# [Written task]
Turn the records below into a two-column CSV with the headers input and output, one row per record. Put each record's text and its answer in separate quoted fields, replacing every line break with a space.

====

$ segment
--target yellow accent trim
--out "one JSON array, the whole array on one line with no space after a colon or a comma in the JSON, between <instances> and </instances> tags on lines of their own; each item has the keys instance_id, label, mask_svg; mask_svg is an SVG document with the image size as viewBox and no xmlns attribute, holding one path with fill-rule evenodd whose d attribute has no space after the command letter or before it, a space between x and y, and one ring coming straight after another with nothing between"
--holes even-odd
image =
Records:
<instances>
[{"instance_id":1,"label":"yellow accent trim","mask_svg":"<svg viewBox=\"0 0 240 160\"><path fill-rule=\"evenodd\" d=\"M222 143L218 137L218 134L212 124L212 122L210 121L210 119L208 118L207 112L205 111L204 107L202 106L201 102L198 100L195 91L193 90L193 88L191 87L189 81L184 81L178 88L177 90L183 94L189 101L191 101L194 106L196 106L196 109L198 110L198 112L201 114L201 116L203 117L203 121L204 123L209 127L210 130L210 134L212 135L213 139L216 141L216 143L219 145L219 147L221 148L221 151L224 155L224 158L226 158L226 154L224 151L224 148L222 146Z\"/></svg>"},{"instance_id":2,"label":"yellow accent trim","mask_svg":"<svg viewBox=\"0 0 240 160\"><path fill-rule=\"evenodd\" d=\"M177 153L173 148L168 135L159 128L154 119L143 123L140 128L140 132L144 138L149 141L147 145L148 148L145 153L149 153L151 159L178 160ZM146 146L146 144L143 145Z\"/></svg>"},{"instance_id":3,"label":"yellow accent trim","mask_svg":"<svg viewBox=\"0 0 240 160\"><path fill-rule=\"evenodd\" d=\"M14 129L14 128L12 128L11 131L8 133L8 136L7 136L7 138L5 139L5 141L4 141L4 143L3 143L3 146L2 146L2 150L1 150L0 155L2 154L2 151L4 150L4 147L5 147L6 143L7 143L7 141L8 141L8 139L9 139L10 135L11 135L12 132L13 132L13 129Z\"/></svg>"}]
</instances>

====

# [Task output]
input,output
"$ segment --target yellow accent trim --out ""one JSON array, the whole array on one line with no space after a colon or a comma in the JSON, between <instances> and </instances> tags on lines of their own; each item has the keys instance_id, label, mask_svg; mask_svg is an SVG document with the image size as viewBox and no xmlns attribute, holding one path with fill-rule evenodd whose d attribute has no space after the command letter or before it, a space between x and y, and one ring coming straight after another with nothing between"" --holes even-odd image = Records:","<instances> [{""instance_id"":1,""label"":""yellow accent trim"",""mask_svg"":""<svg viewBox=\""0 0 240 160\""><path fill-rule=\""evenodd\"" d=\""M222 143L218 137L218 134L212 124L212 122L210 121L210 119L208 118L207 112L205 111L204 107L202 106L201 102L198 100L195 91L193 90L193 88L191 87L189 81L184 81L178 88L177 90L183 94L189 101L191 101L194 106L196 106L196 109L198 110L198 112L201 114L201 116L203 117L203 121L204 123L209 127L210 130L210 134L212 135L213 139L216 141L216 143L219 145L219 147L221 148L221 151L224 155L224 158L226 158L226 154L224 151L224 148L222 146Z\""/></svg>""},{""instance_id"":2,""label"":""yellow accent trim"",""mask_svg"":""<svg viewBox=\""0 0 240 160\""><path fill-rule=\""evenodd\"" d=\""M177 153L173 148L168 135L159 128L154 119L143 123L140 128L140 132L144 138L149 141L147 145L148 148L145 153L149 153L151 159L178 160ZM146 146L146 144L143 145Z\""/></svg>""},{""instance_id"":3,""label"":""yellow accent trim"",""mask_svg"":""<svg viewBox=\""0 0 240 160\""><path fill-rule=\""evenodd\"" d=\""M14 129L14 128L12 128L11 131L8 133L8 136L7 136L7 138L5 139L5 141L4 141L4 143L3 143L3 146L2 146L2 150L1 150L0 155L2 154L2 151L4 150L4 147L5 147L6 143L7 143L7 141L8 141L8 139L9 139L10 135L11 135L12 132L13 132L13 129Z\""/></svg>""}] </instances>"